Type plan: bestemmingsplan
Naam van het plan: Buitengebied
Status: onherroepelijk
Plan identificatie: NL.IMRO.0858.BPbuitengebied-OH01

Artikel 6 Agrarisch met waarden - Paardenhouderij

6.1 Bestemmingsomschrijving
6.1.1 Hoofdbestemmingen
De voor 'Agrarisch met waarden - Paardenhouderij' aangewezen gronden zijn bestemd voor:
  1. het behoud en/of herstel van de aldaar voorkomende dan wel daaraan eigen landschappelijke, natuurlijke en/of cultuurhistorische waarden;
  2. paardenhouderij, niet zijnde een manege;
  3. maximaal één bedrijfswoning per bouwvlak dan wel het aantal bedrijfswoningen ter plaatse van de aanduiding ‘maximum aantal wooneenheden' op de verbeelding;
  4. maximaal het bestaande aantal vergunde groomverblijven ter plaatse van de aanduiding 'specifiek vorm van agrarisch - groomverblijven';
  5. een plattelandswoning ter plaatse van de aanduiding 'plattelandswoning';
  6. grondgebonden agrarische bedrijven;  
  7. agrarisch natuurbeheer;
met daarbij behorende:
  1. groenvoorzieningen;  
  2. (onverharde) paden, wegen en parkeervoorzieningen;
  3. water, waterhuishoudkundige en nutsvoorzieningen.
 
6.1.2 Medebestemmingen
De voor 'Agrarisch met waarden - Paardenhouderij' aangewezen gronden zijn naast het bepaalde in artikel 6 lid 1.1 mede bestemd voor:
  1. behoud van cultuurhistorische waarden, uitsluitend ter plaatse van de aanduiding 'cultuurhistorische waarden';
  2. ter plaatse van de aanduiding 'specifieke vorm van agrarisch - vrijkomende agrarische bebouwing' is de bestaande niet agrarische functie toegestaan welke naar aard en omvang niet mag worden vergroot;
  3. kleinschalig kamperen, waarbij de afstand van kampeermiddelen tot de grens van het bouwvlak niet meer dan 150 meter mag bedragen;
  4. hobbymatig agrarisch gebruik;
  5. aan-huis-verbonden beroepen;
  6. extensieve dagrecreatie.

Opgeslagen items

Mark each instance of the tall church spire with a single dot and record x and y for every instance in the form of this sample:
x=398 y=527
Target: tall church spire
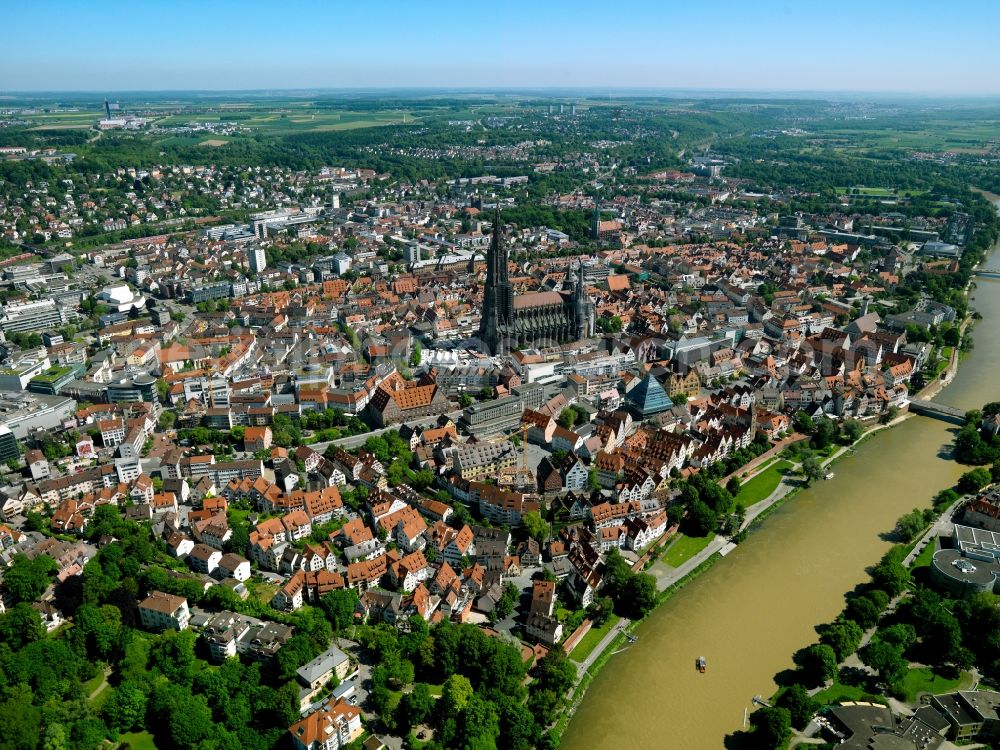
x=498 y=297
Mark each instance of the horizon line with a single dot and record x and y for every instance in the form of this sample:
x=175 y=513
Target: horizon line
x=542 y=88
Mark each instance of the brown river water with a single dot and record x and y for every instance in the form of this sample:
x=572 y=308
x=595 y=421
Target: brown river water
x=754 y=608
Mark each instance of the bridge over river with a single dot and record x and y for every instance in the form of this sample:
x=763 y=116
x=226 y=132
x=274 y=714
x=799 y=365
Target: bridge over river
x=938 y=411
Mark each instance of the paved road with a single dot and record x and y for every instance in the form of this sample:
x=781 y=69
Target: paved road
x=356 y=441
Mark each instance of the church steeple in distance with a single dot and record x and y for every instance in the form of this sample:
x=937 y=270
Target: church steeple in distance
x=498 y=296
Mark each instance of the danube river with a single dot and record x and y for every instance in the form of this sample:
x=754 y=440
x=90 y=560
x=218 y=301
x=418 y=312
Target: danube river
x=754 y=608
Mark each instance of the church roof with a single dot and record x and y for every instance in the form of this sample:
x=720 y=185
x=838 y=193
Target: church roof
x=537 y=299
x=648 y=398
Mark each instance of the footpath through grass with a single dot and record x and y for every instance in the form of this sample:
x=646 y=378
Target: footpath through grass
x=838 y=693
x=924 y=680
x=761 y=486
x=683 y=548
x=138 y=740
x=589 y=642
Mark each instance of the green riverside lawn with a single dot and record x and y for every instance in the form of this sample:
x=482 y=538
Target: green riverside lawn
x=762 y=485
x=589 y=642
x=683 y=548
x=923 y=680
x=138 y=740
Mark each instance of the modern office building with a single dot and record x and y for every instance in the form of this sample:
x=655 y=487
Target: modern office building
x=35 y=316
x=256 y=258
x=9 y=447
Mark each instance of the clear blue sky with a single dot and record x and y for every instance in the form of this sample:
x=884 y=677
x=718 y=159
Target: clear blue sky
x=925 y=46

---

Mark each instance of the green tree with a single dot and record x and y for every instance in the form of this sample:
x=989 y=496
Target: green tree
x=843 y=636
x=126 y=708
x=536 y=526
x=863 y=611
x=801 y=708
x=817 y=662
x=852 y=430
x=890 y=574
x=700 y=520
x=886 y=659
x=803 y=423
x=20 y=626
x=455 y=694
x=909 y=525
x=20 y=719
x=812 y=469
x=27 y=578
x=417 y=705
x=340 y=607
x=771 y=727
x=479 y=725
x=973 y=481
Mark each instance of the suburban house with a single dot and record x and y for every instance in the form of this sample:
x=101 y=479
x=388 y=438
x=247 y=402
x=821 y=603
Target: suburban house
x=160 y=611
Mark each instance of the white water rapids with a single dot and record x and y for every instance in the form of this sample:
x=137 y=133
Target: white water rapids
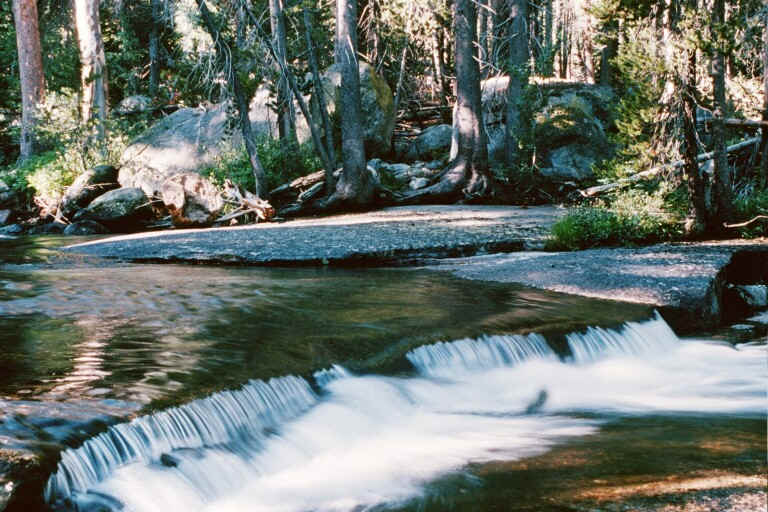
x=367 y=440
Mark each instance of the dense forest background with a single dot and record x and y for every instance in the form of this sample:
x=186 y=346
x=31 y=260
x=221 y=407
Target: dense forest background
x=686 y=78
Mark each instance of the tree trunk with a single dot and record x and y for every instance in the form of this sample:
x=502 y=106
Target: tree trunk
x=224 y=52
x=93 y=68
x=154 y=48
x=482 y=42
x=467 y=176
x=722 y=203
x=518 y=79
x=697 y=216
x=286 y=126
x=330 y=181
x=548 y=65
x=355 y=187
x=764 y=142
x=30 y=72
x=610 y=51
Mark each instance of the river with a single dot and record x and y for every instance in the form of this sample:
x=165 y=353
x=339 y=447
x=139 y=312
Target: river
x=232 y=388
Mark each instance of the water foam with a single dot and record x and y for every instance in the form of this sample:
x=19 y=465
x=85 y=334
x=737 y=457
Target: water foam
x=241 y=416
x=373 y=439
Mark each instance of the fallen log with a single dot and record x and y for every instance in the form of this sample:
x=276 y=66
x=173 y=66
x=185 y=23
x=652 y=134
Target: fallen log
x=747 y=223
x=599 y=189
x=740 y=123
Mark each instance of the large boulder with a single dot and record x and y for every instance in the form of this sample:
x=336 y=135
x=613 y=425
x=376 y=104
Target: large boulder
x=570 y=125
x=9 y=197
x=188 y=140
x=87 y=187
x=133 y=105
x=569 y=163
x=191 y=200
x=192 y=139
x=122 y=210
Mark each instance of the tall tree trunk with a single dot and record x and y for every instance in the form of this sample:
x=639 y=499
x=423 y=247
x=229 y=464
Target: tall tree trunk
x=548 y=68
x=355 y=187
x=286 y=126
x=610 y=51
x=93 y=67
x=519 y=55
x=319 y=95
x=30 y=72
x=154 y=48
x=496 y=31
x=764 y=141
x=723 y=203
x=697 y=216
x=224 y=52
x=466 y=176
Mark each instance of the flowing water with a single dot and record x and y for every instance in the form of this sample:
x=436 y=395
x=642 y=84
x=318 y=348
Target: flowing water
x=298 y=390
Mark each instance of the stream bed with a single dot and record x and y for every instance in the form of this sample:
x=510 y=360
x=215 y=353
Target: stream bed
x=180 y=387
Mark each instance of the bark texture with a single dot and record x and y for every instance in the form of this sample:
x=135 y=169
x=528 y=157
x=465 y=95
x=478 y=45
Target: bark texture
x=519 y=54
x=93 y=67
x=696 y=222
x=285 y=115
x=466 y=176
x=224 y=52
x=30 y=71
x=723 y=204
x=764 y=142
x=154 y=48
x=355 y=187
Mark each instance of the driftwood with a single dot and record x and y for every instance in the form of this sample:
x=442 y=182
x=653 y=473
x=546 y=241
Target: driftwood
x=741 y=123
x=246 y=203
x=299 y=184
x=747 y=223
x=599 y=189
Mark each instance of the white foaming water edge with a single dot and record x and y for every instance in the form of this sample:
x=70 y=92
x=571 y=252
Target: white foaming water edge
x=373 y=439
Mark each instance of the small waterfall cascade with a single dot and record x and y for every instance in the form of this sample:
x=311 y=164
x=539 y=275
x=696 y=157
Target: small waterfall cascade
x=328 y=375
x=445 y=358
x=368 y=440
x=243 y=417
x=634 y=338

UIT TE VOEREN
[A] Herschrijf de regels uit de lijst, te beginnen bij de regel met "Mark each instance of the paved" en eindigend na de regel met "x=648 y=398". Vervang daarin "church" door "chapel" en laat al het andere ongewijzigd.
[B] Schrijf het bestemmingsplan Buitengebied verder, aansluitend op de laatste regel van de brontekst.

UITKOMSTEN
[A]
Mark each instance of the paved road with a single dot and record x and y for every instance in the form of this sample:
x=781 y=69
Target: paved road
x=356 y=441
Mark each instance of the chapel steeple in distance with a single dot and record x and y for every instance in the form of this sample:
x=937 y=270
Target: chapel steeple in distance
x=498 y=296
Mark each instance of the danube river with a single dot and record x and y for every instance in the form of this sample:
x=754 y=440
x=90 y=560
x=218 y=301
x=418 y=312
Target: danube river
x=754 y=608
Mark each instance of the chapel roof with a single dot and record x and y for every instance in the form of this sample:
x=720 y=185
x=838 y=193
Target: chapel roof
x=537 y=299
x=648 y=398

[B]
6.2 Bouwregels
Op de gronden zijn uitsluitend bouwwerken toegestaan ten behoeve van de in artikel 6 lid 1 omschreven bestemming, waarbij tevens wordt voldaan aan de volgende bepalingen:
6.2.1 Algemeen
  1. per bouwvlak is bebouwing ten behoeve van niet meer dan één paardenhouderij toegestaan.
  2. bouwwerken zijn uitsluitend binnen een bouwvlak toegestaan tenzij anders is bepaald.
  3. het bouwvlak mag volledig worden bebouwd, met dien verstande dat:
    1. de afstand tot de as van de weg waaraan wordt gebouwd niet minder mag bedragen dan 18 m;
    2. de afstand van gebouwen tot de zijdelingse en achterste perceelsgrenzen niet minder mag bedragen dan 5 m;
  4. ter plaatse van de 'specifieke bouwaanduiding onbebouwd' mag geen bebouwing worden opgericht.
6.2.2 Bedrijfsbebouwing
Voor het bouwen van gebouwen ten behoeve van de bedrijfsvoering gelden de volgende bepalingen:
  1. gebouwen mogen uitsluitend worden gebouwd binnen het bouwvlak;
  2. de goothoogte mag niet meer bedragen dan 5,5 meter;
  3. de bouwhoogte mag niet meer bedragen dan 10 meter;
  4. indien nader aangeduid met de aanduiding 'specifieke vorm van agrarisch - vrijkomende agrarische bebouwing' mag het maximale oppervlak aan gebouwen niet meer bedragen dan de bestaande bebouwing.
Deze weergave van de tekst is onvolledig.